● What you should do
Could you recast the material below as a numbered list, dropping any blank lines?

==================================================

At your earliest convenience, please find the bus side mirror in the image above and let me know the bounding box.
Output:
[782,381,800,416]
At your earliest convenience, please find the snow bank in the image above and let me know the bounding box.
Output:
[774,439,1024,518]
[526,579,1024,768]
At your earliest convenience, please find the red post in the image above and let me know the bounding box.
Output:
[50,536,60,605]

==================================================

● Exercise solution
1. At your earliest convenience, please find the bus side mirror in the image above and let me know the bounding box.
2. Output:
3. [782,381,800,416]
4. At your earliest convenience, please find the snow bank in the image above and let me know the bounding box.
5. Output:
6. [774,439,1024,518]
7. [526,579,1024,768]
8. At your earliest convenience, please find the red post in the image above and let me know the bounding box.
9. Output:
10. [50,536,60,605]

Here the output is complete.